_Problem description_
The whole answer is the data below, retyped exactly.

_Data for review_

•••••

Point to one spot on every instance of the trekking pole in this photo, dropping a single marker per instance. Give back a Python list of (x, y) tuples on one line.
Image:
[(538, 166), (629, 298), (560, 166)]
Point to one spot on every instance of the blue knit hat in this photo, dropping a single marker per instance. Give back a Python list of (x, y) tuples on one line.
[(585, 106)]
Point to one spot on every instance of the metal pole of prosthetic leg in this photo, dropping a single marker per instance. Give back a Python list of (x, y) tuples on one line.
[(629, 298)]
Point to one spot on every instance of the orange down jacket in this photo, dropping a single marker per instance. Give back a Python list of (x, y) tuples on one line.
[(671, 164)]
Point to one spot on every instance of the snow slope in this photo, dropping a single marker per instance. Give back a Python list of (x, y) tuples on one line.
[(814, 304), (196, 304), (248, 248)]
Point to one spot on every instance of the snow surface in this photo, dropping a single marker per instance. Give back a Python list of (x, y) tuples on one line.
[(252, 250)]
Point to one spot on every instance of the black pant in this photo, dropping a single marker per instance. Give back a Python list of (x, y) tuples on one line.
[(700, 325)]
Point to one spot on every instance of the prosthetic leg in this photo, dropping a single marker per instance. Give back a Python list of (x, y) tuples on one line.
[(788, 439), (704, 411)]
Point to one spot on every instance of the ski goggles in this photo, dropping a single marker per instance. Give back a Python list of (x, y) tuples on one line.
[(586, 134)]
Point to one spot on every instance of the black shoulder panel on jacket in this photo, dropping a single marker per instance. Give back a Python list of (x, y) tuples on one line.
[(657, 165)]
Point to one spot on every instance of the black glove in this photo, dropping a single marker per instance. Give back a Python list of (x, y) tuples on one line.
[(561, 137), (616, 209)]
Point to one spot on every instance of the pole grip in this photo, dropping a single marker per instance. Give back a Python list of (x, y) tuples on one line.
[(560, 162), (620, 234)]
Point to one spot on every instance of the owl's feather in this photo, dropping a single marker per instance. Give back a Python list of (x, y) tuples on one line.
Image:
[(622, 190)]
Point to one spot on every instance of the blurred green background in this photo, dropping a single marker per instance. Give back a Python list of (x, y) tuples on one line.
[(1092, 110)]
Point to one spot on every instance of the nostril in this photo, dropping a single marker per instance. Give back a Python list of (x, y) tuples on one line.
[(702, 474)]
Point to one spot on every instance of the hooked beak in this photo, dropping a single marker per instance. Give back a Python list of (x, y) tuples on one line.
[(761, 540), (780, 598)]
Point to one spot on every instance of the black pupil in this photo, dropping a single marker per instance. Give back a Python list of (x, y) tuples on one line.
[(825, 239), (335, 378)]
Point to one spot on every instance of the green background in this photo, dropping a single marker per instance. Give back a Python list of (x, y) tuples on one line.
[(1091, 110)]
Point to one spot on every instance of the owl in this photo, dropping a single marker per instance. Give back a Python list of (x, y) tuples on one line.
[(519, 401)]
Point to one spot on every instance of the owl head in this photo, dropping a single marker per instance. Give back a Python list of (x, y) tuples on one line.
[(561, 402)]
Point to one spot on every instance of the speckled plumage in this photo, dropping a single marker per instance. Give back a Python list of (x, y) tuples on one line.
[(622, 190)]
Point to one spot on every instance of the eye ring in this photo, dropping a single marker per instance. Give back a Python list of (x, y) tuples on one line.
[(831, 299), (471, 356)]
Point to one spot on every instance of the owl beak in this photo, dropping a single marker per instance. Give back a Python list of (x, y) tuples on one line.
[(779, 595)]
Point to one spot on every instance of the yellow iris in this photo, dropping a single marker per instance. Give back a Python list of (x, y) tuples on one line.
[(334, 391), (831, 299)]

•••••

_Your response_
Point to one spot on every instance of the trekking pole in this photo, dropping a single marker per instance. Give back a Python list of (x, y) tuples on one line.
Image:
[(538, 166), (629, 298), (560, 166)]
Point to one spot on every instance of the blue knit hat in this photo, dropping a single marker per instance. Give back a Python list of (x, y) tuples on one line.
[(585, 106)]
Point to one spot on every instance of the metal pole of prosthetic leg in this photo, dropping a single marker per instance. Give back a Python list of (x, y) tuples on one line.
[(629, 298)]
Point to one spot on every instance of the orange down jacket in this photo, dropping a single marker per instance. Give back a Python list of (x, y) tuples on one line.
[(671, 164)]
Point to one spot on every instance of the snow slope in this photo, dropping a single marker per instance. Give back a Python list of (x, y) tuples on one line.
[(814, 304), (196, 304), (248, 248)]
Point to one spot on every instance of the snow surface in this photo, dropping a single marker per instance. Give back a Python list of (x, y) tuples on one line.
[(252, 250)]
Point to one spot on every instance of the black pant in this photo, dropping a single marker per instance. Give back a Python list of (x, y) tuples on one line.
[(700, 325)]
Point to one spot on every instance of the prosthetic leg in this photo, dropping a single marker per instance. Give back a Python list of (x, y) tuples on one line.
[(788, 439), (704, 411)]
Point to one spot on every instance of the ski goggles in this photo, dropping a single marker per instance. Give back a Python list of (x, y) tuples on one line.
[(586, 134)]
Point to one spot on every instance of the black shoulder panel on jacket in this photo, dropping a single marker per instance. Give back a Python list of (x, y) tuples on one line.
[(657, 165)]
Point to one spot on every instance of the black glove in this photo, dropping a single marker per instance. Give back a Python list of (x, y) tuples on one line.
[(561, 137), (616, 209)]
Point to one spot on every instance of the pole grip in this photo, dropping a single marker per instance. Give back a Python list of (x, y) tuples on one line.
[(560, 162), (620, 234)]
Point to one spot on every instance of the owl's feather in this photo, dropping a single marker per instance. Give back a Python list of (x, y) tuples on one line.
Image:
[(622, 190)]
Point to one spot on every instance of the blurred green background in this photo, dropping a single marker per instance. Give back a Python list of (x, y) tuples on one line.
[(1092, 110)]
Point to one spot on every instance of the nostril in this photo, dropping a single marker per instance. Give back a Python list of (x, y) tuples on one line.
[(702, 474)]
Point to one spot on every instance of the hooked beak in this photo, dropping a single marker per instance. Give back a Python list of (x, y) tuples on one line.
[(761, 540), (780, 598)]
Point to one spot on every instance of the black pupil in this photo, dropping a single marker per instance. Give back a Python list of (x, y) tuples on one line.
[(825, 239), (335, 378)]
Point to one spot on every instance of the green background in this photo, dropping a single marker per instance. Give back a Python list of (x, y) tuples on one line.
[(1091, 110)]
Point to one spot on every instance of the owl in this photo, dropping a single marker per instance. Give back a Python list of (x, y) tuples on one line.
[(519, 401)]
Point to one spot on every instance of the owl head in this photo, dropping a single marker per instance. Give back a Python list of (x, y) tuples on one line.
[(561, 402)]
Point to one spot on every instance of the speckled plumage in this photo, dropping a single marker per instance. Give back a Python list of (x, y) tuples on one line.
[(622, 190)]
Point to one spot on every instance of the eye ring in this photo, dropping a single marker per instance. Give back a Python list of (x, y) tuples on one line.
[(831, 299), (471, 356)]
Point to one spot on every instance of the owl beak in this photo, dropping a single marker per instance. Give back a Python list of (x, y) tuples on one line.
[(779, 595)]
Point to one spot on every instance of the yellow iris in this photo, dropping a single marker per instance. Give back a Python list of (x, y) tuples on one line.
[(334, 391), (831, 299)]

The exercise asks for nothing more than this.